▶ **TASK ITEM**
When the string "curation" occurs in a line of the records, show that line.

#### MATERIAL FOR THIS EXERCISE ####

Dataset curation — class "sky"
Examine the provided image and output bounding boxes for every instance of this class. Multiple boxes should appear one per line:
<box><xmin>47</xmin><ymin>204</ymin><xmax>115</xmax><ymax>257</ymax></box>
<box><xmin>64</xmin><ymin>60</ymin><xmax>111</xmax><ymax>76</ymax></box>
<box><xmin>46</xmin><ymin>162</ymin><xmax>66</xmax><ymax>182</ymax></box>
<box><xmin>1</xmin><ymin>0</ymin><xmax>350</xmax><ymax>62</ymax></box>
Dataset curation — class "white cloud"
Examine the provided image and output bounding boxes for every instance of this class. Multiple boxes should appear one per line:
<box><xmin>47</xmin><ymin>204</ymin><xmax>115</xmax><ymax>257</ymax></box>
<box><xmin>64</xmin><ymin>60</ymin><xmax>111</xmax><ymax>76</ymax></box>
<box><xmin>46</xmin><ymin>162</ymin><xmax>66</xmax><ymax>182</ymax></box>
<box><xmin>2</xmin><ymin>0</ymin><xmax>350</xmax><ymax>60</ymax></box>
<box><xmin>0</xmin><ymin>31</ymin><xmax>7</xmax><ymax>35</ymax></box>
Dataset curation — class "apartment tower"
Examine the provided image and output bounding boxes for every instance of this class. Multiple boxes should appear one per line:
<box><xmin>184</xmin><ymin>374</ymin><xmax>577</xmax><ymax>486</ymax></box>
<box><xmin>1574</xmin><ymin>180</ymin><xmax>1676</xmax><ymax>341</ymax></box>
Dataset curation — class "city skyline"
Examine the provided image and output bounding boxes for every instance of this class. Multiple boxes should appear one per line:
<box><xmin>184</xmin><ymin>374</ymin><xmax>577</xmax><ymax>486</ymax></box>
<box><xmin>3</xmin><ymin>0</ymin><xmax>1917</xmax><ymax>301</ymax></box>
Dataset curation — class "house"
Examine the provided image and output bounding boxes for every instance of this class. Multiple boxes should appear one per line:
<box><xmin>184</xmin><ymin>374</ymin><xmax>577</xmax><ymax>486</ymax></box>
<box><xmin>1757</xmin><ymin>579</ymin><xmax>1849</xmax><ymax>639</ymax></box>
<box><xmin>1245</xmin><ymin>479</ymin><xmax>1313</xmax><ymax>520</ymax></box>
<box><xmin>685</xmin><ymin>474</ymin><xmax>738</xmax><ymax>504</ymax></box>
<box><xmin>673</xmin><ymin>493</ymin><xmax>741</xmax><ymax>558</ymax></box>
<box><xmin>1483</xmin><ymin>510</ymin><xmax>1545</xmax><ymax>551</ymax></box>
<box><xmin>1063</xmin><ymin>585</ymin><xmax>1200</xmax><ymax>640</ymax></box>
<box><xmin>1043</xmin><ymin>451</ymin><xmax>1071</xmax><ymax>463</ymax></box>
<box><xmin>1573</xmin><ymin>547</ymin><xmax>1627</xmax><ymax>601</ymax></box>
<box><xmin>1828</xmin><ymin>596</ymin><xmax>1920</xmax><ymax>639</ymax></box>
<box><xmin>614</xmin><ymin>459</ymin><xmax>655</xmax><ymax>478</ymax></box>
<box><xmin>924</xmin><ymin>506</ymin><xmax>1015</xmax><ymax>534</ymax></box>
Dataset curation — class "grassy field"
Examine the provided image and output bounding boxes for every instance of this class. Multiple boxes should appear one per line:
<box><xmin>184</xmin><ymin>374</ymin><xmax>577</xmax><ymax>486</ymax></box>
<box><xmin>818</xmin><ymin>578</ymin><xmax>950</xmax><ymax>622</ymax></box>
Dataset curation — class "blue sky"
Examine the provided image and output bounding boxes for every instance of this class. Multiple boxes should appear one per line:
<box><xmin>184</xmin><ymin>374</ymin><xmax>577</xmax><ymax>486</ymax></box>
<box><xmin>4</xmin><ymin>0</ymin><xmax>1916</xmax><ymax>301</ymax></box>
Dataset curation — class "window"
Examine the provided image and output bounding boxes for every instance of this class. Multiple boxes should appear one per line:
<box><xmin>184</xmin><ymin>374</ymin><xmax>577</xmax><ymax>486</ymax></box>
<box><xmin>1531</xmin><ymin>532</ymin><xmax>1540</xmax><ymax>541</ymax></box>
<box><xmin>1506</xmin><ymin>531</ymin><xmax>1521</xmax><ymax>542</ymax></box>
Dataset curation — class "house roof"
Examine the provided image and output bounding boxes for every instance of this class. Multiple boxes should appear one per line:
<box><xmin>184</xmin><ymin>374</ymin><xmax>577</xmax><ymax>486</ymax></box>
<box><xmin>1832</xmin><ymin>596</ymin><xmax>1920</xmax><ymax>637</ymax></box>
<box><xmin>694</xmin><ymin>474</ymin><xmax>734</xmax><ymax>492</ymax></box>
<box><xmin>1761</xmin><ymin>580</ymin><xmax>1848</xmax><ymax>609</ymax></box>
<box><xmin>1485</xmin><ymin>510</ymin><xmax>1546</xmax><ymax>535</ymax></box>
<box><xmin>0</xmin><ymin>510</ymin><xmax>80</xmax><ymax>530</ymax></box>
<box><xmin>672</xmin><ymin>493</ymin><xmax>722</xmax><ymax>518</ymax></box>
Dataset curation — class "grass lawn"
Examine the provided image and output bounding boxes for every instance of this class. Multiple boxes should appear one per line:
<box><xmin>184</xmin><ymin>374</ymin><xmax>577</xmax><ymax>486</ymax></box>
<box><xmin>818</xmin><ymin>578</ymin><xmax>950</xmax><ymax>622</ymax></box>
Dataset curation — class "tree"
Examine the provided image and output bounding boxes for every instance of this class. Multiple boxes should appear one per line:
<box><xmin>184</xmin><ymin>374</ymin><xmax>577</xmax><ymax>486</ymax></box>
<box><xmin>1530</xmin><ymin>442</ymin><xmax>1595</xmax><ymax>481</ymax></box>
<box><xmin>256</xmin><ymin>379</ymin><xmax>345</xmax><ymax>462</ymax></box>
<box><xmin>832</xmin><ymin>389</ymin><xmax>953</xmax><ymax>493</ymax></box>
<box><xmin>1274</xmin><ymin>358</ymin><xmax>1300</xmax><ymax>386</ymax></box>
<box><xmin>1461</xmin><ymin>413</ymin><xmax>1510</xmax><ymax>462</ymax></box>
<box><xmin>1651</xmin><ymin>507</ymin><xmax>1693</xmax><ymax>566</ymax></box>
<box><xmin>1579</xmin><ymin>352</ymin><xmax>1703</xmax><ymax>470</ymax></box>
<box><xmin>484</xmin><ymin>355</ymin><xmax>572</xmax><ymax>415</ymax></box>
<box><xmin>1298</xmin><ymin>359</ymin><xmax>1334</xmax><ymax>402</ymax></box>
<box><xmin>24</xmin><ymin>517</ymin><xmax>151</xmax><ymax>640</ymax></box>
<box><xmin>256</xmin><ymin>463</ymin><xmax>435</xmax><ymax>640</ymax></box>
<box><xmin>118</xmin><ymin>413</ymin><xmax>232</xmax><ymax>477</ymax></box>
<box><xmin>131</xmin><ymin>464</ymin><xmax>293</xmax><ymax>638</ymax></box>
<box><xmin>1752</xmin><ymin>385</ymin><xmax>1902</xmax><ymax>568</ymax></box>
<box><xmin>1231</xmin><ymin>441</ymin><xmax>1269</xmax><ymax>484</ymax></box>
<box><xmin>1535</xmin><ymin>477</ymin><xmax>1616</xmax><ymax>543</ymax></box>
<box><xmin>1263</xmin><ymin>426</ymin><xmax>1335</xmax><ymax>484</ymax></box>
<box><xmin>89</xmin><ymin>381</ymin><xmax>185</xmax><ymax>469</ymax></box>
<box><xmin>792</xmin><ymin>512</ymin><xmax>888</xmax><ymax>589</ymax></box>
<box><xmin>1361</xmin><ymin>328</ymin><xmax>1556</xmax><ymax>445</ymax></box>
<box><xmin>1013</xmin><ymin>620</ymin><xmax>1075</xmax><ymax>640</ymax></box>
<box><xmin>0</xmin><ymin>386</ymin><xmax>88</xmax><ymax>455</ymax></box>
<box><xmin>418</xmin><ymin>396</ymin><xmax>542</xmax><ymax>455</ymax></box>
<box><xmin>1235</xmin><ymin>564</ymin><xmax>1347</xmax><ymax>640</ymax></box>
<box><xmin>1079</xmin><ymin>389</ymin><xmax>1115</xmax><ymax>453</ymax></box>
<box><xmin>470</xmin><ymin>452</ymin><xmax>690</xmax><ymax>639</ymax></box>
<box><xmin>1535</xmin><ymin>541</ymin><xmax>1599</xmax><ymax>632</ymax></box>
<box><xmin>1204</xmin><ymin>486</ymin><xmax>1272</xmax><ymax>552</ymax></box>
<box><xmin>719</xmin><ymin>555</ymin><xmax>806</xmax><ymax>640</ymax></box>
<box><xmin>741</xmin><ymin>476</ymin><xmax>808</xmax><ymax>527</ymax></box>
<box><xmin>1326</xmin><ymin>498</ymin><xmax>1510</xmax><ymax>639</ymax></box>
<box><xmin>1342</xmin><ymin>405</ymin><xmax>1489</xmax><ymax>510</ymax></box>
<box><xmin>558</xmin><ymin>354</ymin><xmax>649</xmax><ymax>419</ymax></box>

####

▶ **SOLUTION**
Dataset curation — class "sky"
Dataset curation — class "white cloud"
Dataset curation — class "apartment tower"
Dataset curation — class "city skyline"
Dataset curation — class "house"
Dataset curation — class "grassy field"
Dataset curation — class "blue sky"
Dataset curation — class "window"
Dataset curation — class "house roof"
Dataset curation — class "grass lawn"
Dataset curation — class "tree"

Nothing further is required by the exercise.